#### Input data ####
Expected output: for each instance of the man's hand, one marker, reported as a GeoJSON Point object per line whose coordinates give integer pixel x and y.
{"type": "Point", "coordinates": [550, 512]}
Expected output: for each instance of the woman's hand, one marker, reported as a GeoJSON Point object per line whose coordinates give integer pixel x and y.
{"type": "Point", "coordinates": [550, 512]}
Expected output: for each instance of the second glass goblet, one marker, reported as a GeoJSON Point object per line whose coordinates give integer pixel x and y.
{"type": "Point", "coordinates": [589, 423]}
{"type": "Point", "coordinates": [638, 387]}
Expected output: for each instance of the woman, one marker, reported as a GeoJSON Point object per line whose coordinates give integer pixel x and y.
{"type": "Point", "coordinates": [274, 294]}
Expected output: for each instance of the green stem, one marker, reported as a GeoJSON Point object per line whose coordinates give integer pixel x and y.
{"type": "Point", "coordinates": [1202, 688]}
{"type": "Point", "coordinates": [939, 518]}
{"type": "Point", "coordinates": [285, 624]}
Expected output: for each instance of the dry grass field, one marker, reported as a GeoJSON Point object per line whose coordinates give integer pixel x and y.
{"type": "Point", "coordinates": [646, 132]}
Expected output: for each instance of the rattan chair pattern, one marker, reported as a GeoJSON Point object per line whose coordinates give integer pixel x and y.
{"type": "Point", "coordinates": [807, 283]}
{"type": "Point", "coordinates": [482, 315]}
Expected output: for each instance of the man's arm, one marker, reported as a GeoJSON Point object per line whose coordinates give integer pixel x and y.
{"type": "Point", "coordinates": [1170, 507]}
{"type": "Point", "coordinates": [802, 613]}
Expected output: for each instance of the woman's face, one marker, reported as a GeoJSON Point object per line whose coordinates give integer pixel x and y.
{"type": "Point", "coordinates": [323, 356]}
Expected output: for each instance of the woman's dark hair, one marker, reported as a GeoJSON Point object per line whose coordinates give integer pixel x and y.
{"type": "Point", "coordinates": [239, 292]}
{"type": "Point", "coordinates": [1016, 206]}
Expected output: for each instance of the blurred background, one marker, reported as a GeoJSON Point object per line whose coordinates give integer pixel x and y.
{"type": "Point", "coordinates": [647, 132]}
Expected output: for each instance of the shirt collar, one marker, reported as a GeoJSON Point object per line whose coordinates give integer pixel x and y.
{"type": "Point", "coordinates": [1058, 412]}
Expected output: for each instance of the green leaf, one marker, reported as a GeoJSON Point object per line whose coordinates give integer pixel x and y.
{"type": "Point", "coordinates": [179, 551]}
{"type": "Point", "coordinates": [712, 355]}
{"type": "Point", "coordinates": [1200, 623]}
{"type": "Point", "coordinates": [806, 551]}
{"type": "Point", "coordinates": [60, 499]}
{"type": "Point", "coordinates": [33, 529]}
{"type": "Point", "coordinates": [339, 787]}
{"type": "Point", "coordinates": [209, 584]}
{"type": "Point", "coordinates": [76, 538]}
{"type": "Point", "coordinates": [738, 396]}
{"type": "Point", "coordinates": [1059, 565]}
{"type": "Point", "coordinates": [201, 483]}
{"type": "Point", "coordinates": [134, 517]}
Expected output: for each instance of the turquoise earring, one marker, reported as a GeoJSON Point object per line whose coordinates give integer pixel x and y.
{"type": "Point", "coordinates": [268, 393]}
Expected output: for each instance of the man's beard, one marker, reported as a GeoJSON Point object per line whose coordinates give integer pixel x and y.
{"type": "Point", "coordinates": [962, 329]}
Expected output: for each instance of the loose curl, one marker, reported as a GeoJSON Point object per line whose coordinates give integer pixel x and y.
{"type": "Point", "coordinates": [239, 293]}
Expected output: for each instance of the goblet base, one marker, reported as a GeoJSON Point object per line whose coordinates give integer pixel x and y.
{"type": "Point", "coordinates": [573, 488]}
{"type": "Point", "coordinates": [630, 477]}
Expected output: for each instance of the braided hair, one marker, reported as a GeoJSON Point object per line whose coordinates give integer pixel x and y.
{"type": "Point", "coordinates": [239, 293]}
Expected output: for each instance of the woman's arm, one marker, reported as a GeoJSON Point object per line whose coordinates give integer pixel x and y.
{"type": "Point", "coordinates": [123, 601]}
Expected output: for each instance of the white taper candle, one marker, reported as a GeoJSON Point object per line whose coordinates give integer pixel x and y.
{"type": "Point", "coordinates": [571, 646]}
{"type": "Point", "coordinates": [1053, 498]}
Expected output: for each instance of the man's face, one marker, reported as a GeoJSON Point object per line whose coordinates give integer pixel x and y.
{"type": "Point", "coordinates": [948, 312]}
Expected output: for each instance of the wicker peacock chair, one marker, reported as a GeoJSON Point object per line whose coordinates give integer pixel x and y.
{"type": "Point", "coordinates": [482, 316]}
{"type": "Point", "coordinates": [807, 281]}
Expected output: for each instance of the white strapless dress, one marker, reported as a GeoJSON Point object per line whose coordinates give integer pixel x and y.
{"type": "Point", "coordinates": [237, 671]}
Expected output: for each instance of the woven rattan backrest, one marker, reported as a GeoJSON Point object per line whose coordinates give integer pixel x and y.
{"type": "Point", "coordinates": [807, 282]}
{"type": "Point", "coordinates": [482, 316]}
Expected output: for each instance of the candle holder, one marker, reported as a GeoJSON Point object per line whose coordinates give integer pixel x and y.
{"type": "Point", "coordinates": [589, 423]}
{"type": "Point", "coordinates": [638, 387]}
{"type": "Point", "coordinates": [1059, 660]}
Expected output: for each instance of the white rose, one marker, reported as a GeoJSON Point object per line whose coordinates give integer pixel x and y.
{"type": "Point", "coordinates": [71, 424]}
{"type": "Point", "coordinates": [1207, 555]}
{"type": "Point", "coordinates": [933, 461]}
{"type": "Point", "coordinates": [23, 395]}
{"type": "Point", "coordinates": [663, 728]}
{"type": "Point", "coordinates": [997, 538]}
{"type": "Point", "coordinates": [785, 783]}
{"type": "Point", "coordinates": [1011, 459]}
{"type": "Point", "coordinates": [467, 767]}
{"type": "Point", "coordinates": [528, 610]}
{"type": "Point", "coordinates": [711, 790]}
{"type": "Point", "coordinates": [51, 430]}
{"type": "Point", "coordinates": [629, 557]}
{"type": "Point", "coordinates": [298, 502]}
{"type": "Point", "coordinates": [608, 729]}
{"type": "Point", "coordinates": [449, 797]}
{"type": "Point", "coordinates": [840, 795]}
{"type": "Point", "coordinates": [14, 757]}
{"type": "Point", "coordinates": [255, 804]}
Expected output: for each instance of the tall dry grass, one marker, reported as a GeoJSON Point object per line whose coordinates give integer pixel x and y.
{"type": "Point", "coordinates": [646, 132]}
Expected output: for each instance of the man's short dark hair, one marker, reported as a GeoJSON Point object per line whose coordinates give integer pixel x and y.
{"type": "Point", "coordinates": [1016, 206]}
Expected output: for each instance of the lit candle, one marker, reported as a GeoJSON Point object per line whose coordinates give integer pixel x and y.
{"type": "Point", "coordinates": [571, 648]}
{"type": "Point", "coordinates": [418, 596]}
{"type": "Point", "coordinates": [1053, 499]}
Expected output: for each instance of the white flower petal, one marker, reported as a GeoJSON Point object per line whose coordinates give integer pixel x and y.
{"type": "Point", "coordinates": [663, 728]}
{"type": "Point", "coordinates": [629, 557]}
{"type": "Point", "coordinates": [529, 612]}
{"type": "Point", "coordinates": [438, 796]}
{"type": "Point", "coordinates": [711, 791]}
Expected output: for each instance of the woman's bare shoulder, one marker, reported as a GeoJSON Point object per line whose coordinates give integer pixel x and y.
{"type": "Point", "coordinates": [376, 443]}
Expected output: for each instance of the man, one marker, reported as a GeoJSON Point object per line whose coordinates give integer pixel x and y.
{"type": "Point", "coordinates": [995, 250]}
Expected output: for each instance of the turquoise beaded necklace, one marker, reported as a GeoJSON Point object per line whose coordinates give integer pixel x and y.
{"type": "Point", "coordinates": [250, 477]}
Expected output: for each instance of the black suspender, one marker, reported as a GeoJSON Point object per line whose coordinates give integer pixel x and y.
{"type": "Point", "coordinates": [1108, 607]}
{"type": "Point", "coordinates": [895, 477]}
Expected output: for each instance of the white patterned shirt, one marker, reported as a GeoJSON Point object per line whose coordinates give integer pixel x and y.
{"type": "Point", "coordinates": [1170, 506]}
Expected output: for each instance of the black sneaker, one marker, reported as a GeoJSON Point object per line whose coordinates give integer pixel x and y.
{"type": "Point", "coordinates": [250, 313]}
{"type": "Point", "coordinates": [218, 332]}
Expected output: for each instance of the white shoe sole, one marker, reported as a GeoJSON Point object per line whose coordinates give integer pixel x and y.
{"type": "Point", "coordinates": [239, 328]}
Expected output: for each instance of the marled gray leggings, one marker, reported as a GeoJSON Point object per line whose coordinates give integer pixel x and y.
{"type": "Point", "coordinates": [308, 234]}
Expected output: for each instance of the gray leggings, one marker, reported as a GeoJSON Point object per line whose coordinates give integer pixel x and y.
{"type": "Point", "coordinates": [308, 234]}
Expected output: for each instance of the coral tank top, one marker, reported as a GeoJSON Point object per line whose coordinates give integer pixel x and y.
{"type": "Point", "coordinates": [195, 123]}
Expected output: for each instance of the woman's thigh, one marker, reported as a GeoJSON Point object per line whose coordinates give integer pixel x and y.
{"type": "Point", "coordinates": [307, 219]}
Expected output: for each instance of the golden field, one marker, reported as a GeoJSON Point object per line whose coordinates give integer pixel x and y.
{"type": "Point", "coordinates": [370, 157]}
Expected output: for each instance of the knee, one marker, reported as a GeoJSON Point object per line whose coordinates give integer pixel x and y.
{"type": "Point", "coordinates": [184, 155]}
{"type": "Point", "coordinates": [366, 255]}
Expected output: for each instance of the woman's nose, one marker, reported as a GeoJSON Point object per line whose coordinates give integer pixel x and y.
####
### About this exercise
The line containing "Expected output: for each instance of the golden" and every line after it, through the last one above, should be written out word for word.

### Result
Expected output: for each instance of the golden field, one marker, reported as a GeoJSON Point object per line whose coordinates give integer pixel x and y.
{"type": "Point", "coordinates": [370, 157]}
Expected output: for each instance of the knee, one marker, reported as a GeoJSON Point object per line whose coordinates give integer pixel x and y.
{"type": "Point", "coordinates": [184, 155]}
{"type": "Point", "coordinates": [366, 255]}
Expected output: for each instance of the woman's nose, one marker, reported as a GeoJSON Point object per line whose coordinates give integer pixel x and y.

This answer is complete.